- [Material for this task]

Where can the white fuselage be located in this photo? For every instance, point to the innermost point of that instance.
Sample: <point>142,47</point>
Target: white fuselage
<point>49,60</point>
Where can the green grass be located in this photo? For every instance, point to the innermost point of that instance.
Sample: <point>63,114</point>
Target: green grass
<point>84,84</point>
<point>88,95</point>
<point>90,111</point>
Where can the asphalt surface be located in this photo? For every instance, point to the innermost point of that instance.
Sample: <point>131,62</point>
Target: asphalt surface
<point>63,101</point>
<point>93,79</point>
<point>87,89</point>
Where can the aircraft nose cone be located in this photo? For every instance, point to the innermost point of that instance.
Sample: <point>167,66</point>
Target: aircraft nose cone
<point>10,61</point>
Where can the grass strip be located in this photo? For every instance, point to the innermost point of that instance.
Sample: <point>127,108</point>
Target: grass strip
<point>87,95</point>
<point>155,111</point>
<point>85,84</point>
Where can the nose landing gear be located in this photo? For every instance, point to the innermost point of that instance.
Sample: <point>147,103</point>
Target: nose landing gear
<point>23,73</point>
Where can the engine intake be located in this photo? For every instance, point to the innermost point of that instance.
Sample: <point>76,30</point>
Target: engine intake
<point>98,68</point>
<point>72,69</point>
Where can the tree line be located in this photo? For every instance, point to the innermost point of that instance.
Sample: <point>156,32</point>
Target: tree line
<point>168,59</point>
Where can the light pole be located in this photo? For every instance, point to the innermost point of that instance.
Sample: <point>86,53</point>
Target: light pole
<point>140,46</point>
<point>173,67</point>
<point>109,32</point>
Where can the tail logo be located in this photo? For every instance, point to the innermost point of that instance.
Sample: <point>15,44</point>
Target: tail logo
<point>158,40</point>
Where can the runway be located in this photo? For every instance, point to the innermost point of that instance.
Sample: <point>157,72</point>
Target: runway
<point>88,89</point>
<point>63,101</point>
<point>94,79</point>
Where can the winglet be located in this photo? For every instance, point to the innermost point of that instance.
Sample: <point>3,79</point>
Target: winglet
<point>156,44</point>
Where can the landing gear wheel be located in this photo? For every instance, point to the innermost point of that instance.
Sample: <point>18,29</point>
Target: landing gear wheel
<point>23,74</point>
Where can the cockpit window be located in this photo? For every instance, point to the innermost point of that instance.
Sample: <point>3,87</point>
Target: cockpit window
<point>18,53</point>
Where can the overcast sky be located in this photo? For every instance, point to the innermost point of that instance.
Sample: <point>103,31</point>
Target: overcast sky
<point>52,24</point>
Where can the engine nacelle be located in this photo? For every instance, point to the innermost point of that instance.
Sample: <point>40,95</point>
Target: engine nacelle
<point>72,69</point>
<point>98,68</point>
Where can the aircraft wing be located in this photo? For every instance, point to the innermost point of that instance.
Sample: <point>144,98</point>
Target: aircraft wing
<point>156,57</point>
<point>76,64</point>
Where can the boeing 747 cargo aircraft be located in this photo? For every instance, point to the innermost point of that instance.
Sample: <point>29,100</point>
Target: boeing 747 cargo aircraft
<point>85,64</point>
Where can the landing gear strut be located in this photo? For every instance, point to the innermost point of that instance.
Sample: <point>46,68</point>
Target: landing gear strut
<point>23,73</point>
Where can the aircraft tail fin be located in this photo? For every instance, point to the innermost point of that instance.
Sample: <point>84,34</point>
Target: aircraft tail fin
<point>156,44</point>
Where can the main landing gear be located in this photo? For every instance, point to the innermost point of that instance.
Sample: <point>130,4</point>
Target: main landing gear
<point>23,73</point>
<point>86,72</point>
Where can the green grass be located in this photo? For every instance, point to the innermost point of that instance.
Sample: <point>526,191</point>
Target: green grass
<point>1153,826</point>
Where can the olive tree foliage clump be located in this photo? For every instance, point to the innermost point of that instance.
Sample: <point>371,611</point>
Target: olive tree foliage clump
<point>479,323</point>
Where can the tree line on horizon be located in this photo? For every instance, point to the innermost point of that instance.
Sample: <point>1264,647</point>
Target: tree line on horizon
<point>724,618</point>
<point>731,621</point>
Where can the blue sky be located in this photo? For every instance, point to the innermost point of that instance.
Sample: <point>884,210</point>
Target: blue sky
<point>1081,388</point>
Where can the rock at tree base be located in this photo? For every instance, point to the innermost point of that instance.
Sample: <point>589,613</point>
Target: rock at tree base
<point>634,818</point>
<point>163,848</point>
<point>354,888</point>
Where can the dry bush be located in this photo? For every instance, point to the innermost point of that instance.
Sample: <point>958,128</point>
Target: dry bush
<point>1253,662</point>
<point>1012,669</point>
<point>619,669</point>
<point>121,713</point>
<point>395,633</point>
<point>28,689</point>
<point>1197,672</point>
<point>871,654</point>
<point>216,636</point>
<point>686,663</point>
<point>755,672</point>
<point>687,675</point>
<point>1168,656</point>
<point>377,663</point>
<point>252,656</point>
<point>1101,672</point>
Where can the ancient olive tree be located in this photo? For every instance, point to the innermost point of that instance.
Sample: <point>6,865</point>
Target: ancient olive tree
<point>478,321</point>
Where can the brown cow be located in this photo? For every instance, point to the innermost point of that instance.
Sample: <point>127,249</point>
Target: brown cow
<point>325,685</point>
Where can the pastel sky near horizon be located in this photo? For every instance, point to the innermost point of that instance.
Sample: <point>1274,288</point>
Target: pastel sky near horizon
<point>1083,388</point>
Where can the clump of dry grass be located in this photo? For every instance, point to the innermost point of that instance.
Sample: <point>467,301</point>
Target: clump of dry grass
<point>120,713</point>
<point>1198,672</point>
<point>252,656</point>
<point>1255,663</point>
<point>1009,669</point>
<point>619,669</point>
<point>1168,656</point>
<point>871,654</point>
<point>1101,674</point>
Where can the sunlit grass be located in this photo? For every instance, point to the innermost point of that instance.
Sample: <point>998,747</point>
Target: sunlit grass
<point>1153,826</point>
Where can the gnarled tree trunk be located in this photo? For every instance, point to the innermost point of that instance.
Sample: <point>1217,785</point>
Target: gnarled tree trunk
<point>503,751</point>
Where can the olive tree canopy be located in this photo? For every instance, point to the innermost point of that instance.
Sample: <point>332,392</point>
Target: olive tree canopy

- [The task] Reproduce every record above exactly.

- [Your solution]
Where can the white fuselage be located in this photo? For every instance, point to the innermost point of that instance.
Sample: <point>142,47</point>
Target: white fuselage
<point>49,60</point>
Where can the green grass be located in this photo? For every instance, point to the innermost point of that instance.
Sample: <point>63,114</point>
Target: green grass
<point>84,84</point>
<point>88,95</point>
<point>90,111</point>
Where can the asphalt surface be located in this photo? For every instance, point to the innermost point of that instance.
Sample: <point>131,62</point>
Target: asphalt surface
<point>63,101</point>
<point>93,79</point>
<point>87,89</point>
Where can the aircraft nose cone be located in this photo? For every instance, point to the innermost point of that instance.
Sample: <point>167,66</point>
Target: aircraft nose cone
<point>10,61</point>
Where can the grass strip be located in this photo? For every instance, point to the innermost point of that instance.
Sample: <point>127,108</point>
Target: grass strip
<point>87,95</point>
<point>155,111</point>
<point>85,84</point>
Where can the nose landing gear be located in this photo? For every instance, point to the innermost point of that instance.
Sample: <point>147,103</point>
Target: nose landing gear
<point>23,73</point>
Where can the engine intake be located in this photo? For every instance, point to the innermost point of that instance.
Sample: <point>76,30</point>
Target: engine intake
<point>98,68</point>
<point>72,69</point>
Where can the tree line be located in this photo? For every instance, point to the innermost point of that instance.
Sample: <point>156,32</point>
Target: tree line
<point>168,59</point>
Where can the light pole be located in this photo? For every instance, point to the innermost point of that instance.
Sample: <point>86,53</point>
Target: light pole
<point>140,46</point>
<point>173,67</point>
<point>109,32</point>
Where can the tail logo be located in this photo? For every instance, point to the innermost point of that instance.
Sample: <point>15,44</point>
Target: tail logo
<point>158,40</point>
Where can the runway be located in this photo? For every instance, point to the innermost point of that instance.
Sample: <point>157,72</point>
Target: runway
<point>88,89</point>
<point>63,101</point>
<point>94,79</point>
Where can the winglet be located in this photo? For every instance, point to the innermost point of that instance.
Sample: <point>3,79</point>
Target: winglet
<point>156,44</point>
Where can the landing gear wheel be located in this photo? For every instance, point to the innermost point of that instance.
Sample: <point>18,29</point>
Target: landing gear wheel
<point>23,74</point>
Where can the cockpit window be located in this photo? For every instance, point to the innermost point of that instance.
Sample: <point>3,87</point>
Target: cockpit window
<point>18,53</point>
Where can the overcast sky be located in this photo? For every instance, point to the innermost point of that instance.
Sample: <point>103,31</point>
Target: overcast sky
<point>52,24</point>
Where can the engine nacelle be located in this photo? For every instance, point to the innermost point of that instance.
Sample: <point>40,95</point>
Target: engine nacelle
<point>72,69</point>
<point>98,68</point>
Where can the aircraft wing be located in this photo? For every instance, point to the innermost point of that instance.
Sample: <point>144,98</point>
Target: aircraft wing
<point>156,57</point>
<point>76,64</point>
Where can the boeing 747 cargo aircraft be located in this photo? For every instance, point to the innermost point of that instance.
Sample: <point>29,100</point>
Target: boeing 747 cargo aircraft
<point>85,64</point>
Where can the landing gear strut be located in this photo? For every instance, point to the innermost point of that instance.
Sample: <point>46,68</point>
Target: landing gear strut
<point>23,73</point>
Where can the aircraft tail fin be located in this photo? For every instance, point to the innermost point of that instance.
Sample: <point>84,34</point>
Target: aircraft tail fin
<point>156,44</point>
Where can the main landing gear be located in this photo? For every instance, point to the innermost point of that instance.
Sample: <point>130,4</point>
Target: main landing gear
<point>23,73</point>
<point>86,72</point>
Where can the green grass be located in this photo? For every instance, point to the innermost point of that instance.
Sample: <point>526,191</point>
Target: green grass
<point>1153,826</point>
Where can the olive tree foliage clump be located in this photo? For every instance, point to the innermost point of that instance.
Sample: <point>371,611</point>
Target: olive tree foliage clump
<point>479,323</point>
Where can the tree line on horizon be located in this photo? For every instance, point to the innermost point of that instance.
Sample: <point>1264,647</point>
Target: tree line on horizon
<point>724,618</point>
<point>731,621</point>
Where can the blue sky be located in this photo? For every instance, point to the innermost point of that instance.
Sample: <point>884,210</point>
Target: blue sky
<point>1081,388</point>
Where can the rock at tree base be located in this photo? For every instance, point to the innermost point of that instance.
Sample: <point>589,613</point>
Target: rock at tree base
<point>634,818</point>
<point>163,848</point>
<point>354,888</point>
Where can the dry bush be located in this photo? For every instance, point to the innermost point of that instance.
Sample: <point>958,128</point>
Target: dry bush
<point>1253,662</point>
<point>1012,669</point>
<point>619,669</point>
<point>121,713</point>
<point>395,633</point>
<point>28,689</point>
<point>1197,672</point>
<point>871,654</point>
<point>216,636</point>
<point>686,663</point>
<point>755,672</point>
<point>687,675</point>
<point>1168,656</point>
<point>377,663</point>
<point>252,656</point>
<point>1101,672</point>
Where can the ancient olive tree be located in this photo? For every instance, point to the innermost point of that instance.
Sample: <point>6,865</point>
Target: ancient olive tree
<point>478,321</point>
Where can the brown cow be located in this photo? For every instance, point to the innermost point of that instance.
Sample: <point>127,249</point>
Target: brown cow
<point>325,685</point>
Where can the pastel sky near horizon be located in this photo? For every instance, point to the innermost point of that instance.
Sample: <point>1274,288</point>
Target: pastel sky near horizon
<point>1083,388</point>
Where can the clump of dry grass be located in this photo? For every instance, point to the innermost point of that instance.
Sample: <point>467,301</point>
Target: clump of dry grass
<point>120,713</point>
<point>1198,672</point>
<point>252,656</point>
<point>1255,663</point>
<point>1009,669</point>
<point>619,669</point>
<point>1168,656</point>
<point>871,654</point>
<point>1101,674</point>
Where can the sunlit grass be located in this photo? For every instance, point to the innermost point of that instance.
Sample: <point>998,747</point>
Target: sunlit grass
<point>1153,826</point>
Where can the gnarled tree trunk be located in this photo? For every instance, point to the innermost point of that instance.
Sample: <point>1217,785</point>
Target: gnarled tree trunk
<point>503,751</point>
Where can the olive tree canopy be located in this photo? For every instance, point to the innermost point of that instance.
Sample: <point>332,392</point>
Target: olive tree canopy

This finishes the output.